_Task requirements_.
Reproduce the records that follow exactly as they are written.

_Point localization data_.

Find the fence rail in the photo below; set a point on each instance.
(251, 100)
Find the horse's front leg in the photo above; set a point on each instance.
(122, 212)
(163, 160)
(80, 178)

_Written answer_.
Find the fence rail in the photo below; set a point on each instance.
(251, 100)
Find the horse's front leg in the photo above; set a point on each instance.
(122, 212)
(163, 160)
(80, 178)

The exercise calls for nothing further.